→ **PROBLEM**
Using the research summary, explain in one to three sentences which experimental results support the conclusion that oxidizable GC-DNA fragments can readily penetrate cancer cells and be expressed.

Oxidative Medicine and Cellular Longevity journal published an article (impact-factor 4,936, Q1) by the FSBI RCMG Molecular Biology Laboratory team (headed by Kostyuk S.V., Doctor of biological science):

“Increased transfection of the easily oxidizable GC-rich DNA fragments into the MCF7 breast cancer cell”.

Authors: Svetlana Kostyuk, Nadezhda Mordkovich, Natalya Okorokova, Vladimir Veiko, Elena Malinovskaya, Elizaveta Ershova, Marina Konkova, Ekaterina Savinova, Maria Borzikova, Tatiana Muzaffarova, Nataly Veiko, Serguey Kutsev.

Easily oxidizable GC-rich DNA (GC-DNA) fragments accumulate in the cell-free DNA (cfDNA) of patients with various diseases. The human oxidized DNA penetrates the MCF7 breast cancer cells and significantly changes their physiology. This assumption was proved by experiments when MCF7 cells were cultured in the presence of pEGFP and pEGFP-rDNA plasmids. Insertions of the rDNA significantly increase the GC-DNA oxidation degree as well as the rate of plasmid transfection into the cells and the EGFP fluorescent protein expression level.

Thus, the oxidizable GC-DNA fragments can readily penetrate the cancer cells and be expressed.

This feature is important for understanding cancer cell survival during therapy. The cfDNA can carry mutant genes from the tumor genome that trigger carcinogenesis in healthy cells and lead to metastasis. It is not excluded that cfDNA may become a target for the antitumor therapy.

Stored records:
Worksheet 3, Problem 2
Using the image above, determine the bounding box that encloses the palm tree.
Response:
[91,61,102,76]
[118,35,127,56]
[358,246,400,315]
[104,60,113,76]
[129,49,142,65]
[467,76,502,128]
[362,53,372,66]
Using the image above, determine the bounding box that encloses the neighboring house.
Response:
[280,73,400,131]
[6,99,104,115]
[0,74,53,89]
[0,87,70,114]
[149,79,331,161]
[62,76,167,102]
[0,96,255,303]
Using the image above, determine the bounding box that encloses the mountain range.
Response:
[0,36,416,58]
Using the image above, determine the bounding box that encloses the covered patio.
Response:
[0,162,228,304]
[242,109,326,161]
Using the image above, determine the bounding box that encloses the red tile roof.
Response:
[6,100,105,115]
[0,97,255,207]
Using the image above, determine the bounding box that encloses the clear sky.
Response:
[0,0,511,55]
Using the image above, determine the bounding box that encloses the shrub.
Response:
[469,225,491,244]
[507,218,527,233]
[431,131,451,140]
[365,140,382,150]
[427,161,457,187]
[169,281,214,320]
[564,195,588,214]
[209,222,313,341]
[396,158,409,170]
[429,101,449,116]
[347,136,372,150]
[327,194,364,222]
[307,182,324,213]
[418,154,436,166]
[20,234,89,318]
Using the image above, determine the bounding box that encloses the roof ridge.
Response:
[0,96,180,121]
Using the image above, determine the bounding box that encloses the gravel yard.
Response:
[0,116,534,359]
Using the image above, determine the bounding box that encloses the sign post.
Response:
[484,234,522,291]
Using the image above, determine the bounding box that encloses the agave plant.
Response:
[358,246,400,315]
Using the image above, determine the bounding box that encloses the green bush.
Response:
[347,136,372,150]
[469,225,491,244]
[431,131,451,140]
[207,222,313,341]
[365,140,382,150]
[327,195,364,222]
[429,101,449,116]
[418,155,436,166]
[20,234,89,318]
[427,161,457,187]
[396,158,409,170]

→ **OUTPUT FOR THIS EXERCISE**
MCF7 breast cancer cells were cultured with pEGFP and pEGFP-rDNA plasmids, and the rDNA insertions significantly increased the GC-DNA oxidation degree. The same insertions also raised the rate of plasmid transfection into the cells and the expression level of the EGFP fluorescent protein.